Excerpts from a dataset:
[Start of section]
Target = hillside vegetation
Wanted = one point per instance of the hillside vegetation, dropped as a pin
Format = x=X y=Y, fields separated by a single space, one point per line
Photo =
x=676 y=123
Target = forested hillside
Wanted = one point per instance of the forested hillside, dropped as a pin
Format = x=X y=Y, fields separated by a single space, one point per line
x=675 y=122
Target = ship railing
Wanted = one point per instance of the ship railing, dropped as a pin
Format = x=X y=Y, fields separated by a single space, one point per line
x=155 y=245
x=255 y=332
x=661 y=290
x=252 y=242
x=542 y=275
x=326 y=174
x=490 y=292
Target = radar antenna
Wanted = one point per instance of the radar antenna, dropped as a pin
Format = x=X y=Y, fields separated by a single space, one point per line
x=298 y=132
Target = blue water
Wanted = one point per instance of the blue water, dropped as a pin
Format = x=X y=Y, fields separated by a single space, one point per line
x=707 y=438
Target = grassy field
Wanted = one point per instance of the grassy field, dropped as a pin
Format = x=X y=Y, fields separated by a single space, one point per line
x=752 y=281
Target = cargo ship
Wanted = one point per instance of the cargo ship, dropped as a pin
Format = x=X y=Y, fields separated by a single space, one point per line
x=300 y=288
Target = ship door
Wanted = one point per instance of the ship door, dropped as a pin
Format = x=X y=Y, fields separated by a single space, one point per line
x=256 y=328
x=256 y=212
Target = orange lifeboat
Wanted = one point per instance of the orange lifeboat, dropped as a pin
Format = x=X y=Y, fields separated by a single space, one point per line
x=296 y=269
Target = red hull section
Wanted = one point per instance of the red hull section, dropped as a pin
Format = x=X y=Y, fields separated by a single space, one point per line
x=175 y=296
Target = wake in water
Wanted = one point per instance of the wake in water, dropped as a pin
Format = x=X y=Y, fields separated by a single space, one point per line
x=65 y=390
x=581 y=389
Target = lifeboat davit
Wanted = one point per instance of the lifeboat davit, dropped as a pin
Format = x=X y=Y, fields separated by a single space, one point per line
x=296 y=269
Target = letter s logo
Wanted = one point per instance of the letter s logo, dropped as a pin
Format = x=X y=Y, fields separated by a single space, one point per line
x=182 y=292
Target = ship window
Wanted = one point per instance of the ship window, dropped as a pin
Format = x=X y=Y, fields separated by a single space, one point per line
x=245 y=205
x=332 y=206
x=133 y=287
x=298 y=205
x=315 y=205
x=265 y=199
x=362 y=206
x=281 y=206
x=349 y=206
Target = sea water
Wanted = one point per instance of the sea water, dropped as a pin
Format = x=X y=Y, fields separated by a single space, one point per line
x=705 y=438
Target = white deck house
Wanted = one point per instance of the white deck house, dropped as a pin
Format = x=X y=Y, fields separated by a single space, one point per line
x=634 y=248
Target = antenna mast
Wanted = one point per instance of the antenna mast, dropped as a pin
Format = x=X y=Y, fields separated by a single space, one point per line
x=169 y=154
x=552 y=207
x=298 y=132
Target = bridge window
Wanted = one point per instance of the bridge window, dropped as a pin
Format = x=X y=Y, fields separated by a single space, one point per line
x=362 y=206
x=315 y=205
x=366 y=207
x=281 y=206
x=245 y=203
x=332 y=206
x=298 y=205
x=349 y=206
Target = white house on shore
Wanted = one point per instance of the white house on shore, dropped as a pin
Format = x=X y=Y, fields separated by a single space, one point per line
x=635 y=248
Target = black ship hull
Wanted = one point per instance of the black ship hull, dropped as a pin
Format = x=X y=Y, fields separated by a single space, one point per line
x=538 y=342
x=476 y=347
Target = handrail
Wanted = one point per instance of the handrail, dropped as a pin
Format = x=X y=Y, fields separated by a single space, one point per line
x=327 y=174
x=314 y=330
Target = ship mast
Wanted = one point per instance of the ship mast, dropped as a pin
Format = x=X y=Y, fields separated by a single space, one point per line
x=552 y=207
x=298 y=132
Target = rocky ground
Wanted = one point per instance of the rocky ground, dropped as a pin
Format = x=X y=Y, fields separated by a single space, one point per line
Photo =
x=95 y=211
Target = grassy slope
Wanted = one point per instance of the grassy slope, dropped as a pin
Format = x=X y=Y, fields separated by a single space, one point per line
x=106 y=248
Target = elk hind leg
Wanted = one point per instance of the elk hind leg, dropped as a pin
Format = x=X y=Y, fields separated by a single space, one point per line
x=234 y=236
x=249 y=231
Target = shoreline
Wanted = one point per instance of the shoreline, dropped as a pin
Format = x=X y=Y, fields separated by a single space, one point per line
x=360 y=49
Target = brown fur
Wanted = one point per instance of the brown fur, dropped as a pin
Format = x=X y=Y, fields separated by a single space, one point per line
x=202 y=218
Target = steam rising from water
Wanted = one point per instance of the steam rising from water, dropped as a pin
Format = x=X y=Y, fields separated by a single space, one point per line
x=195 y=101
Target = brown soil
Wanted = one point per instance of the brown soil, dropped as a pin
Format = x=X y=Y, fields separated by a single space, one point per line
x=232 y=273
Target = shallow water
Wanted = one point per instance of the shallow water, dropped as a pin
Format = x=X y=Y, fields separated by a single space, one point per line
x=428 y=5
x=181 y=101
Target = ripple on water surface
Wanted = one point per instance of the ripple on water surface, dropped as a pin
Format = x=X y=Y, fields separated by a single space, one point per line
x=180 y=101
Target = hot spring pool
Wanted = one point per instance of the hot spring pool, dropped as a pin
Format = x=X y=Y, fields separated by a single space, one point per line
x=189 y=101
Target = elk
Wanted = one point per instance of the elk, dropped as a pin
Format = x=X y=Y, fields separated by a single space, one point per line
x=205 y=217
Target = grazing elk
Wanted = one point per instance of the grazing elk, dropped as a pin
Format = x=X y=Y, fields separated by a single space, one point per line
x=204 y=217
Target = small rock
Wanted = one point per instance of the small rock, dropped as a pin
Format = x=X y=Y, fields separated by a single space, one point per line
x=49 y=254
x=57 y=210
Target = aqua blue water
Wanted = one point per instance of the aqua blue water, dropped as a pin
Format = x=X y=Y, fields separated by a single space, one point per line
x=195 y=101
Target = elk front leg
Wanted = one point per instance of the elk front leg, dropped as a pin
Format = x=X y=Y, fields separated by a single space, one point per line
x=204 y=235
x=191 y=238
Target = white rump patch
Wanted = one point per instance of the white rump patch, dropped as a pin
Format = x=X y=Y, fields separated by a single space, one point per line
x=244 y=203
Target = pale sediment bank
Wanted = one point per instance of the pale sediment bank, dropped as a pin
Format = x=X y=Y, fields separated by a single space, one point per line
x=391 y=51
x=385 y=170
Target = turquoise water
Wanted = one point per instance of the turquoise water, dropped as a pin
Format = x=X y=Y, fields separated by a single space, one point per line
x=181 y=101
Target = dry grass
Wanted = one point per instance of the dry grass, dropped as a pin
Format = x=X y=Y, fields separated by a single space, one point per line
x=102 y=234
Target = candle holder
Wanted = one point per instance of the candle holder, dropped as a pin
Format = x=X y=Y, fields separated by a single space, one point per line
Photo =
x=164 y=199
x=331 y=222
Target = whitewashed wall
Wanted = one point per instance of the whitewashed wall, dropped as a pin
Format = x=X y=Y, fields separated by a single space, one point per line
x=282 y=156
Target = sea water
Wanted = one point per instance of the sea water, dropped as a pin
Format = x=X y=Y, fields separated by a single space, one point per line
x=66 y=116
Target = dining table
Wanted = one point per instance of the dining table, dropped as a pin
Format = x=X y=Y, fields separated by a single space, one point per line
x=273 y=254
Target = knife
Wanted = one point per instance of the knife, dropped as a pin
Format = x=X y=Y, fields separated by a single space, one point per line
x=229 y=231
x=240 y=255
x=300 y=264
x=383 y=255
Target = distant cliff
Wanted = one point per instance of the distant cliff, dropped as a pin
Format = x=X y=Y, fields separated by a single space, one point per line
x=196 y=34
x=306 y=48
[End of section]
WHAT YOU HAVE TO DO: Wherever the string "ripple" occurs in the records, copy the line it is in.

YOUR RESPONSE:
Target = ripple on water surface
Wanted = one point per instance of the ripple on water surface, dropped as a pin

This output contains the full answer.